■ **EXERCISE REQUIREMENTS**: Below you will find a set of lines. Repeat them all exactly.

══ TASK INPUT ══

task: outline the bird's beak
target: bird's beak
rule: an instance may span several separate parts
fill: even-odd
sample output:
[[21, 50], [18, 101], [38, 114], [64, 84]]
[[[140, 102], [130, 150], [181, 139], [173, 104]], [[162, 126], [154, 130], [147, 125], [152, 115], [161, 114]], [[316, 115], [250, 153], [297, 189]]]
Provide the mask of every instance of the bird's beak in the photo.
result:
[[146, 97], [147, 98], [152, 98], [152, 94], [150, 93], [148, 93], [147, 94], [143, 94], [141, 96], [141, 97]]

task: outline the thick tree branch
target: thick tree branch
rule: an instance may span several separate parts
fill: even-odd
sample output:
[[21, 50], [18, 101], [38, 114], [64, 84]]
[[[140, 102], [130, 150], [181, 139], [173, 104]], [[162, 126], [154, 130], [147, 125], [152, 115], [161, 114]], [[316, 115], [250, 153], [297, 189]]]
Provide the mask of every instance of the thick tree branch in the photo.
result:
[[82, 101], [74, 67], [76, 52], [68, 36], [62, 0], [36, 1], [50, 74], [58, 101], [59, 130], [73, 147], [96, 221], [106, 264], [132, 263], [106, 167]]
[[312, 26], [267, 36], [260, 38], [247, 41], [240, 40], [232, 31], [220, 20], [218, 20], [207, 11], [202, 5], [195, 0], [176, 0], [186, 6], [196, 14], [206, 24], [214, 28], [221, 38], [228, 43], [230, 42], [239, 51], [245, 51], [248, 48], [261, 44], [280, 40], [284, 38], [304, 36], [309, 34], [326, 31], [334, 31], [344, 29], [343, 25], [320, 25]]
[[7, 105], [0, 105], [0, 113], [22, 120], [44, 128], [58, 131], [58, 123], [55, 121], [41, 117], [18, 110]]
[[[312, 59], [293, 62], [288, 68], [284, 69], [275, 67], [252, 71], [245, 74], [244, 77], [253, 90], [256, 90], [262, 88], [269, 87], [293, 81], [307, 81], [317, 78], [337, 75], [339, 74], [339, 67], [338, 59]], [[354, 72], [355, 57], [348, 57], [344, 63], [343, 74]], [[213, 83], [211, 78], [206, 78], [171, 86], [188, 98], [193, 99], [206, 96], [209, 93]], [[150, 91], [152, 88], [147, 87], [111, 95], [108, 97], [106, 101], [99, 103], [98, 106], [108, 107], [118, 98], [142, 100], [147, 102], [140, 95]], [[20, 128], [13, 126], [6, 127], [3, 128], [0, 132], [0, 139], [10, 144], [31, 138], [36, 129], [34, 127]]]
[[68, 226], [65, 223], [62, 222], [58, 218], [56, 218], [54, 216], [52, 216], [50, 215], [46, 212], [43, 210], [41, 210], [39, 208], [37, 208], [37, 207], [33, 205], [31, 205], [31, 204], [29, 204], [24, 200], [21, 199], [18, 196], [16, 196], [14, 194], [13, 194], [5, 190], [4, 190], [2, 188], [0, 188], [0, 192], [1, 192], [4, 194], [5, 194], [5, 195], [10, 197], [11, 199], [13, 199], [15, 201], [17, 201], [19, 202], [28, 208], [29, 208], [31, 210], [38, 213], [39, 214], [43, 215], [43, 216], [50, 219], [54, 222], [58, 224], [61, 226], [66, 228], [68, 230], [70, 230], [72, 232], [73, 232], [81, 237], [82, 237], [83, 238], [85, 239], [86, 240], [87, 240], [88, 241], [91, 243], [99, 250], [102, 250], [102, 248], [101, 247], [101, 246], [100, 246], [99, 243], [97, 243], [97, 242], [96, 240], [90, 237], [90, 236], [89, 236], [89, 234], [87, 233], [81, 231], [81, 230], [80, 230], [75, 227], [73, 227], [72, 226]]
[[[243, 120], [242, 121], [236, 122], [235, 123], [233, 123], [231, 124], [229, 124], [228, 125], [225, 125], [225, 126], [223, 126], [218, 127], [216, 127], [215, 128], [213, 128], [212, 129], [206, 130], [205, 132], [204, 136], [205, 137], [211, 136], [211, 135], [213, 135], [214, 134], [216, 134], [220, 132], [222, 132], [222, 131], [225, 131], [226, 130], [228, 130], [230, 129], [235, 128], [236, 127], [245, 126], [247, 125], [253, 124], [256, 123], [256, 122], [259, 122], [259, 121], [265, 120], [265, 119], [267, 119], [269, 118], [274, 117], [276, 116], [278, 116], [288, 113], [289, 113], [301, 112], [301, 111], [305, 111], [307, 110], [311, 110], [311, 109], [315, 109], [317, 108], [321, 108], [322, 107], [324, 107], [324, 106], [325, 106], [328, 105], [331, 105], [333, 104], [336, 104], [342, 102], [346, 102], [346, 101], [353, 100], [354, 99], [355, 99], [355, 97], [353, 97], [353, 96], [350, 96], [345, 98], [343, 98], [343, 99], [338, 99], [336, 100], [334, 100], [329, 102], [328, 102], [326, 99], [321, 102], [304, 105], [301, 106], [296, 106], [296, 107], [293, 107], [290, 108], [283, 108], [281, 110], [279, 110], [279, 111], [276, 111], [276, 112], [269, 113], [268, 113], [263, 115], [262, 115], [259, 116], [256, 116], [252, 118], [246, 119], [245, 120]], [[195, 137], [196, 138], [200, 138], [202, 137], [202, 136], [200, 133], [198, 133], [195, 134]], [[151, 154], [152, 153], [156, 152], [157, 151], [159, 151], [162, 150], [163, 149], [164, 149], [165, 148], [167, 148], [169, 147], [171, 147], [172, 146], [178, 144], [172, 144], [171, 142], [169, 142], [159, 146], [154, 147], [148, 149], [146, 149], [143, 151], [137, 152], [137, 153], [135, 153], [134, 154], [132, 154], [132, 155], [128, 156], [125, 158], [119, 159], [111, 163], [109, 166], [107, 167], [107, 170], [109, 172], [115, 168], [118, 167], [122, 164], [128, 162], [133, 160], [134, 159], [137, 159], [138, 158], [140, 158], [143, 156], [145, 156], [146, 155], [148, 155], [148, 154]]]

═══

■ **RESULT OF THIS EXERCISE**:
task: outline the bird's beak
target: bird's beak
rule: an instance may span several separate parts
fill: even-odd
sample output:
[[21, 50], [18, 101], [38, 114], [64, 84]]
[[[140, 102], [130, 150], [181, 139], [173, 104]], [[162, 126], [154, 130], [147, 125], [152, 115], [161, 114]], [[316, 115], [250, 153], [297, 189]]]
Provide the mask of every instance of the bird's beak in the photo.
result:
[[146, 97], [147, 98], [152, 98], [152, 94], [150, 93], [148, 93], [147, 94], [143, 94], [141, 96], [141, 97]]

task: outline the thick tree branch
target: thick tree branch
rule: an instance may span several separate parts
fill: even-odd
sample output:
[[21, 50], [18, 101], [38, 114], [64, 84]]
[[[140, 102], [130, 150], [181, 139], [173, 104]], [[162, 126], [154, 130], [147, 125], [152, 115], [161, 114]], [[316, 115], [250, 153], [297, 189]]]
Provide the mask of every instance of the thick tree branch in the photo.
result:
[[82, 101], [74, 67], [76, 52], [68, 36], [62, 0], [36, 1], [50, 74], [58, 101], [59, 130], [73, 147], [96, 221], [106, 264], [132, 263], [106, 167]]
[[312, 26], [267, 36], [260, 38], [247, 41], [240, 40], [232, 31], [220, 20], [218, 20], [207, 11], [202, 5], [195, 0], [176, 0], [186, 6], [196, 14], [206, 24], [214, 28], [221, 38], [228, 43], [230, 42], [239, 51], [245, 51], [248, 48], [261, 44], [280, 40], [284, 38], [304, 36], [309, 34], [326, 31], [334, 31], [344, 29], [343, 25], [320, 25]]
[[7, 105], [0, 105], [0, 113], [22, 120], [44, 128], [58, 131], [58, 123], [55, 121], [41, 117], [18, 110]]
[[[312, 59], [293, 62], [288, 68], [284, 69], [275, 67], [252, 71], [245, 74], [244, 77], [253, 90], [256, 90], [262, 88], [269, 87], [293, 81], [307, 81], [317, 78], [337, 75], [339, 74], [339, 67], [338, 59]], [[354, 72], [355, 57], [348, 57], [344, 63], [343, 74]], [[213, 83], [211, 78], [206, 78], [171, 86], [188, 98], [193, 99], [206, 96], [209, 93]], [[150, 91], [152, 88], [147, 87], [111, 95], [108, 97], [106, 101], [99, 103], [98, 106], [108, 107], [118, 98], [142, 100], [147, 102], [140, 95]], [[20, 128], [13, 126], [6, 127], [3, 128], [0, 132], [0, 139], [10, 144], [31, 138], [36, 129], [34, 127]]]
[[68, 226], [65, 223], [62, 222], [58, 218], [56, 218], [54, 216], [52, 216], [50, 215], [46, 212], [43, 210], [41, 210], [39, 208], [37, 208], [37, 207], [33, 205], [31, 205], [31, 204], [29, 204], [24, 200], [21, 199], [18, 196], [16, 196], [14, 194], [13, 194], [5, 190], [4, 190], [2, 188], [0, 188], [0, 192], [1, 192], [4, 194], [5, 194], [5, 195], [10, 197], [11, 199], [13, 199], [15, 201], [17, 201], [19, 202], [28, 208], [29, 208], [31, 210], [38, 213], [39, 214], [43, 215], [43, 216], [50, 219], [54, 222], [58, 224], [61, 226], [66, 228], [68, 230], [70, 230], [72, 232], [73, 232], [81, 237], [82, 237], [83, 238], [85, 239], [86, 240], [87, 240], [88, 241], [91, 243], [99, 250], [102, 250], [102, 248], [101, 247], [101, 246], [100, 246], [99, 243], [97, 243], [97, 242], [96, 240], [90, 237], [90, 236], [89, 236], [89, 234], [87, 233], [81, 231], [81, 230], [80, 230], [75, 227], [73, 227], [72, 226]]
[[[243, 120], [242, 121], [236, 122], [235, 123], [233, 123], [231, 124], [229, 124], [228, 125], [225, 125], [225, 126], [223, 126], [218, 127], [216, 127], [215, 128], [213, 128], [212, 129], [206, 130], [205, 132], [204, 136], [205, 137], [211, 136], [211, 135], [213, 135], [214, 134], [216, 134], [220, 132], [222, 132], [222, 131], [225, 131], [226, 130], [228, 130], [230, 129], [235, 128], [236, 127], [245, 126], [247, 125], [253, 124], [256, 123], [256, 122], [259, 122], [259, 121], [265, 120], [265, 119], [267, 119], [269, 118], [274, 117], [276, 116], [278, 116], [288, 113], [289, 113], [301, 112], [301, 111], [305, 111], [307, 110], [311, 110], [311, 109], [315, 109], [317, 108], [321, 108], [322, 107], [324, 107], [324, 106], [325, 106], [328, 105], [331, 105], [333, 104], [336, 104], [342, 102], [346, 102], [346, 101], [353, 100], [354, 99], [355, 99], [355, 97], [353, 97], [353, 96], [350, 96], [345, 98], [343, 98], [343, 99], [338, 99], [336, 100], [334, 100], [329, 102], [328, 102], [326, 99], [321, 102], [304, 105], [301, 106], [296, 106], [296, 107], [293, 107], [290, 108], [283, 108], [281, 110], [279, 110], [279, 111], [276, 111], [276, 112], [269, 113], [268, 113], [263, 115], [262, 115], [259, 116], [256, 116], [252, 118], [246, 119], [245, 120]], [[195, 137], [196, 138], [200, 138], [202, 137], [202, 136], [200, 133], [198, 133], [195, 134]], [[151, 154], [152, 153], [156, 152], [157, 151], [159, 151], [162, 150], [163, 149], [164, 149], [165, 148], [167, 148], [169, 147], [171, 147], [172, 146], [178, 144], [172, 144], [171, 142], [169, 142], [159, 146], [154, 147], [148, 149], [146, 149], [143, 151], [137, 152], [137, 153], [135, 153], [134, 154], [132, 154], [132, 155], [128, 156], [125, 158], [119, 159], [111, 163], [109, 166], [107, 167], [107, 170], [109, 172], [115, 168], [118, 167], [122, 164], [128, 162], [133, 160], [134, 159], [137, 159], [138, 158], [140, 158], [143, 156], [145, 156], [146, 155], [148, 155], [148, 154]]]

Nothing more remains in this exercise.